TASK TO CARRY OUT => Give only the lines from the one containing "One point rides on each instance of the car door" through the end of the material below, exactly as written.

SOURCE MATERIAL =>
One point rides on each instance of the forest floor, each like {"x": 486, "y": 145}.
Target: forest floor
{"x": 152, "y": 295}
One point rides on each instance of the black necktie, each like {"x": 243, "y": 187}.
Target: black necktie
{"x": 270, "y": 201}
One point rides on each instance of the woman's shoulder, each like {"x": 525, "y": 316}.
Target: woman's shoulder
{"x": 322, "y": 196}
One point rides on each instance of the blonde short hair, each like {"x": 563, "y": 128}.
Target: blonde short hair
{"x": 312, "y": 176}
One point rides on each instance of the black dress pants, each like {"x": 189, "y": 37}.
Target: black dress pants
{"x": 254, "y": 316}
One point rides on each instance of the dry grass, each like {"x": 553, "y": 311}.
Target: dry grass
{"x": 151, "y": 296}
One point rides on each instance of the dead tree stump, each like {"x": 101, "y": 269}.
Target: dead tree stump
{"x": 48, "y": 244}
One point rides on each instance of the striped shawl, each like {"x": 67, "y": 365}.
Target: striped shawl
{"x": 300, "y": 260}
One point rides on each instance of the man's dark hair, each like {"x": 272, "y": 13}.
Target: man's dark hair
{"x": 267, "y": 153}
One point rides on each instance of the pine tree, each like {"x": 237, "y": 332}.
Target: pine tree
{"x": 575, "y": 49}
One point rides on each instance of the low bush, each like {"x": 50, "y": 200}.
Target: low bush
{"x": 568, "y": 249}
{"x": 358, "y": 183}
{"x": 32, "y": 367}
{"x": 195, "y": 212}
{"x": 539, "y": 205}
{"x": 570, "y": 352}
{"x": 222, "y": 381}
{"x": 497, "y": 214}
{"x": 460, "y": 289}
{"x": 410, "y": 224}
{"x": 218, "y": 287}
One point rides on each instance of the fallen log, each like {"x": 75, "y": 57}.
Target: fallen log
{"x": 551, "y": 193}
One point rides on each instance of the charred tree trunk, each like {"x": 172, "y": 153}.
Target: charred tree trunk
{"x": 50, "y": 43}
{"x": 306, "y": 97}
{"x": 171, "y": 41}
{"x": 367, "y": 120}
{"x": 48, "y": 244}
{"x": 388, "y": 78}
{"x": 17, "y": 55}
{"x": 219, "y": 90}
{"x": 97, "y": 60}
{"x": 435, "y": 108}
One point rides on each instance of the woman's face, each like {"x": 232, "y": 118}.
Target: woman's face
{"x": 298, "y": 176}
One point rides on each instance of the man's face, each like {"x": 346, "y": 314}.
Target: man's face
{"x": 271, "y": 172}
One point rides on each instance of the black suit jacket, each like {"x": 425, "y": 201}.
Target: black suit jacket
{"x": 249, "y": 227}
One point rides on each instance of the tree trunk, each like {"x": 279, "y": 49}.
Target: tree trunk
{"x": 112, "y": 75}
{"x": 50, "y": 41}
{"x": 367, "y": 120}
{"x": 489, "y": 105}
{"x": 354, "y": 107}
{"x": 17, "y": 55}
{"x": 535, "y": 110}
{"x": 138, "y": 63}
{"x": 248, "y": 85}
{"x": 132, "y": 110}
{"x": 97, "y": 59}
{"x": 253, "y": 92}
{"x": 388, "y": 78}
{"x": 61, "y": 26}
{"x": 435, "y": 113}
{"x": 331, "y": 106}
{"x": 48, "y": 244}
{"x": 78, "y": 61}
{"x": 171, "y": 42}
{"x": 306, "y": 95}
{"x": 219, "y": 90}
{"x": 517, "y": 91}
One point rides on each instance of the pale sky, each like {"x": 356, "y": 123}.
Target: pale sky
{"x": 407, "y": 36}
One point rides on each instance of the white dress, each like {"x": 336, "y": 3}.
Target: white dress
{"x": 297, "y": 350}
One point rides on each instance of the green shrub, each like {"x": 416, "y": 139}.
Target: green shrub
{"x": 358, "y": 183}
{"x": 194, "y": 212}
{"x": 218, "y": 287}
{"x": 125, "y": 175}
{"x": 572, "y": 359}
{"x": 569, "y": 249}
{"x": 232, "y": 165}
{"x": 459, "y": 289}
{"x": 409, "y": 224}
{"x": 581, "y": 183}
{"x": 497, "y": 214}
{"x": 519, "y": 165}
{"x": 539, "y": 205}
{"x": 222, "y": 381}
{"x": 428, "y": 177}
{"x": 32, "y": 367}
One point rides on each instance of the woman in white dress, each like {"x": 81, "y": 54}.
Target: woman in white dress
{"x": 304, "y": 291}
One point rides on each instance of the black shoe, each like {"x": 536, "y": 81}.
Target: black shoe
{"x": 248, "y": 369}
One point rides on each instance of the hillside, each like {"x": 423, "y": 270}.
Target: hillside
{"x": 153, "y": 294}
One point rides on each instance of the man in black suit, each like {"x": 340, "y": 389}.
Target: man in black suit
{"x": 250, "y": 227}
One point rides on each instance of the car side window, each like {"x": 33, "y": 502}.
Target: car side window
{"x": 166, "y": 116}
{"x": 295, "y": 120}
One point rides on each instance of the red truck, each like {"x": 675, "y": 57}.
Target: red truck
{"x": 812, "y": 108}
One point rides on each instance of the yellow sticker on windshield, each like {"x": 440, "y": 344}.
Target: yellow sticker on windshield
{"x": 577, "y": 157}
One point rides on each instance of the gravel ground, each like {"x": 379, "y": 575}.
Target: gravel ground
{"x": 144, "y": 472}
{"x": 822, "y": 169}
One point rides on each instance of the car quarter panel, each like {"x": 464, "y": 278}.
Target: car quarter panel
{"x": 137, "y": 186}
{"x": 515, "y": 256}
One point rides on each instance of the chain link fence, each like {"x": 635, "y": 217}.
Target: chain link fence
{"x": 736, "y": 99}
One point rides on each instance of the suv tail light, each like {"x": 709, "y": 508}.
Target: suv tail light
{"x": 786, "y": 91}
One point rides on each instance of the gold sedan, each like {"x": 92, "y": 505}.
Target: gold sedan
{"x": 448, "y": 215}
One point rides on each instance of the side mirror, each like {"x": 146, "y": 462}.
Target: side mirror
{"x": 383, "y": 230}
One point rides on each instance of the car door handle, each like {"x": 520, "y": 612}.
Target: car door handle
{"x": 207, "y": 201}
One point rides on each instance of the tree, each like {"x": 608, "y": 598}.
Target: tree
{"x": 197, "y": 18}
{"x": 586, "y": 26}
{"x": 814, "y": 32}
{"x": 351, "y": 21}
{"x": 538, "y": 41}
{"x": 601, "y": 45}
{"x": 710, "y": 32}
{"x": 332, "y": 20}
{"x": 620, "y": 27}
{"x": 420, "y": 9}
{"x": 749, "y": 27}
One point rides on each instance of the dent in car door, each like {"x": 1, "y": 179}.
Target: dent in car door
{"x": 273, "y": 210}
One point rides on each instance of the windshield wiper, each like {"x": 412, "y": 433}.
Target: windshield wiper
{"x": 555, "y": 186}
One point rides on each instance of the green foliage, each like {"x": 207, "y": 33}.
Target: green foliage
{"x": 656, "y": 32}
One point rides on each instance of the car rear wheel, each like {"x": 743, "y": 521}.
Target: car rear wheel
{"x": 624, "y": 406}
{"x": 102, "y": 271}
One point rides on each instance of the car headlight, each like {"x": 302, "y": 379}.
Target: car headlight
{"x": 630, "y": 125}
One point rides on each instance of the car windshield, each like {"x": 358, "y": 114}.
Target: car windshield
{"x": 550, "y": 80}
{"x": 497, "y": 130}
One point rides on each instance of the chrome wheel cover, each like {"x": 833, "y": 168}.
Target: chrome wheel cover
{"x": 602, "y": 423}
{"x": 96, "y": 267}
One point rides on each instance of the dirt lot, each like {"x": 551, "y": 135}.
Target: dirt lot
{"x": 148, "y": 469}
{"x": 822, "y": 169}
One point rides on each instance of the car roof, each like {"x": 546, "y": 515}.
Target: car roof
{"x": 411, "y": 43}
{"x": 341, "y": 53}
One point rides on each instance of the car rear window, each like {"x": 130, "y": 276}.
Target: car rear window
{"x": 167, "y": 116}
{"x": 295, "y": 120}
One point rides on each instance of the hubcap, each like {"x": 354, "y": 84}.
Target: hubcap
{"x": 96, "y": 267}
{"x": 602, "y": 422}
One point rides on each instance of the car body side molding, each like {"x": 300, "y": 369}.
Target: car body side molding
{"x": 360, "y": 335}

RESULT =>
One point rides on each instance of the car door handle, each like {"x": 520, "y": 612}.
Target: car door handle
{"x": 207, "y": 201}
One point rides on each instance of the tree, each like {"x": 608, "y": 598}.
Target: tree
{"x": 197, "y": 18}
{"x": 586, "y": 26}
{"x": 814, "y": 32}
{"x": 351, "y": 21}
{"x": 538, "y": 41}
{"x": 601, "y": 45}
{"x": 710, "y": 32}
{"x": 332, "y": 20}
{"x": 620, "y": 27}
{"x": 420, "y": 9}
{"x": 749, "y": 27}
One point rides on each instance of the dent in car door, each like {"x": 1, "y": 179}.
Target: dent in car door
{"x": 273, "y": 210}
One point rides on each instance of the windshield wiper, each like {"x": 412, "y": 433}.
Target: windshield wiper
{"x": 555, "y": 186}
One point rides on each instance of the green foliage, each like {"x": 207, "y": 33}.
Target: green foliage
{"x": 656, "y": 32}
One point rides on each instance of the car rear wheel, each like {"x": 743, "y": 521}.
Target: car rear wheel
{"x": 624, "y": 406}
{"x": 102, "y": 271}
One point rides on each instance of the car headlight, each like {"x": 302, "y": 379}.
Target: car headlight
{"x": 630, "y": 125}
One point rides on each instance of the car windshield, each like {"x": 358, "y": 114}.
Target: car windshield
{"x": 550, "y": 80}
{"x": 497, "y": 130}
One point rides on each instance of the chrome wheel cover, each like {"x": 833, "y": 168}.
Target: chrome wheel cover
{"x": 602, "y": 423}
{"x": 96, "y": 267}
One point rides on each instance of the dirt lot, each like {"x": 551, "y": 135}.
Target: dirt lot
{"x": 148, "y": 469}
{"x": 822, "y": 169}
One point rides on each instance of the car roof, each like {"x": 546, "y": 515}.
Target: car roof
{"x": 411, "y": 43}
{"x": 341, "y": 53}
One point rides on each instance of the car rear window, each like {"x": 130, "y": 276}.
Target: car rear window
{"x": 167, "y": 116}
{"x": 295, "y": 120}
One point rides on each instance of the hubcap, each like {"x": 354, "y": 84}.
Target: hubcap
{"x": 96, "y": 267}
{"x": 602, "y": 422}
One point rides on each instance of the car body side molding, each like {"x": 300, "y": 369}.
Target: car body side molding
{"x": 360, "y": 335}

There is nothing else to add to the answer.